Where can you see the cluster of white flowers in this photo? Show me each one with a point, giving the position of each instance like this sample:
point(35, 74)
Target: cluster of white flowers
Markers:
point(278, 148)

> [What you have to do]
Can you quote every line of the listing above word for word, without leaving anything out?

> [Result for this exercise]
Where can you see the cluster of white flowers in this photo? Show me each one with a point, giving the position of each instance like this sample:
point(35, 74)
Target: cluster of white flowers
Markers:
point(278, 148)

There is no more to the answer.